## Directions
Find the line containing "Target: white chair leg" in the listing below. Repeat it exactly, along with each following line up to and including the one containing "output point(466, 116)".

## Dataset entries

Content starts

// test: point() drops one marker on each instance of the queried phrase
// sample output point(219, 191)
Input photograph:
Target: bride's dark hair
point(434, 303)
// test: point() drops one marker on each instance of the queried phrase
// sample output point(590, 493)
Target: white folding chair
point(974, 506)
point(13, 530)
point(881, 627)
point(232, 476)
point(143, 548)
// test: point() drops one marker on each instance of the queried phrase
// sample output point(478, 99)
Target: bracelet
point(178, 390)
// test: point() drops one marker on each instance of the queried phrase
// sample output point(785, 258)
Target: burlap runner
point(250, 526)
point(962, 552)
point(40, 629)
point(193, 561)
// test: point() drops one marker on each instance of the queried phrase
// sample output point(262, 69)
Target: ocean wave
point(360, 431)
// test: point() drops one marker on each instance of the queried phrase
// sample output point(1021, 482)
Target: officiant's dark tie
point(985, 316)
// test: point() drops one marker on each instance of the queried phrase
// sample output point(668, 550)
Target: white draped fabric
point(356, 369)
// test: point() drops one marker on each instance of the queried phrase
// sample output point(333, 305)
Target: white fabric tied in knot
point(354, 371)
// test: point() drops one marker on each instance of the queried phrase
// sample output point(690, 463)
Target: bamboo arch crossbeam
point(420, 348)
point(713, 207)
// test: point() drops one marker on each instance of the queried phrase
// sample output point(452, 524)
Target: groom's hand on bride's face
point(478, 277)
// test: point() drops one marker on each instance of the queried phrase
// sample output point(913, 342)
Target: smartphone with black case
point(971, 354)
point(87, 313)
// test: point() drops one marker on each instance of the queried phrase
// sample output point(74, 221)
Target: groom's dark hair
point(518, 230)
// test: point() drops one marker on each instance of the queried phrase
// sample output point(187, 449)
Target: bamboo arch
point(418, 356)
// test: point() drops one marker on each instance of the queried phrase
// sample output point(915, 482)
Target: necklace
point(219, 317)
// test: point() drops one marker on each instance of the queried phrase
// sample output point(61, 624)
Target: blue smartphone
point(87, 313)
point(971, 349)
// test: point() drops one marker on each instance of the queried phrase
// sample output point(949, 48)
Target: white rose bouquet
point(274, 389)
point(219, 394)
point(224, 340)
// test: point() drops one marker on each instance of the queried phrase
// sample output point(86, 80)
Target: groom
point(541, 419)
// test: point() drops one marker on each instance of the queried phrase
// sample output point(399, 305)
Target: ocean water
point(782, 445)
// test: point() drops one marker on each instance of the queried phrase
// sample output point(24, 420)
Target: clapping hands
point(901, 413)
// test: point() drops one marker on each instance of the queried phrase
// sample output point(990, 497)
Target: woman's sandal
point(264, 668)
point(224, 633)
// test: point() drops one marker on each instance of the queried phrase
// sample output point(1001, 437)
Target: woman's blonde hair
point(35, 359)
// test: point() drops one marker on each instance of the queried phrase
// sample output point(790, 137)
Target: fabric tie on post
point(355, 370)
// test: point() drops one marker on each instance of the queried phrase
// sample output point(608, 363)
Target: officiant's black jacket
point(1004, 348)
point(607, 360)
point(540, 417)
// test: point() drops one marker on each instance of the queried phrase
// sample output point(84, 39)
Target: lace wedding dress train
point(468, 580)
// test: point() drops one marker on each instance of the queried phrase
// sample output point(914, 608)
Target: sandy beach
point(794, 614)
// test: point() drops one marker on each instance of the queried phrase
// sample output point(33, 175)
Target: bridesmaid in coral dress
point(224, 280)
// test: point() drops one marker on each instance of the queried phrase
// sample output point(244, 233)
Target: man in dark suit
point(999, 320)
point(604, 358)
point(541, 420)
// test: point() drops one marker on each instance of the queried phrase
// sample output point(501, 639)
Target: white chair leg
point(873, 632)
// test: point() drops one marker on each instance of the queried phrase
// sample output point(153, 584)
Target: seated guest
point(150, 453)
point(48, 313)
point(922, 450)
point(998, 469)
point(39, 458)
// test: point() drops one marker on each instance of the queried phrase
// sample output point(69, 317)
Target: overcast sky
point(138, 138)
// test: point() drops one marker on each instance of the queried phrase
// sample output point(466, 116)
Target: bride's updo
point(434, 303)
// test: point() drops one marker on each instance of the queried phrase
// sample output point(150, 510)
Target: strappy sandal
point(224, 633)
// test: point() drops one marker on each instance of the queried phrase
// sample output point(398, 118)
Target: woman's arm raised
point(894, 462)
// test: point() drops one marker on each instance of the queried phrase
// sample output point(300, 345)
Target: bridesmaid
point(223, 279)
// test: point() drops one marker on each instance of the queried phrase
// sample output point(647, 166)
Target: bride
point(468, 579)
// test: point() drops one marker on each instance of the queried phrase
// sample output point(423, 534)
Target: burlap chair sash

Content ends

## Your response
Target: white chair leg
point(873, 632)
// test: point() drops one marker on each instance of the queried phrase
// sample output point(153, 584)
Target: seated guest
point(150, 453)
point(48, 313)
point(922, 450)
point(998, 469)
point(39, 458)
// test: point() drops one marker on each instance of the queried phrase
// sample output point(69, 317)
Target: overcast sky
point(138, 138)
// test: point() drops one marker on each instance of the queried phrase
// sample output point(466, 116)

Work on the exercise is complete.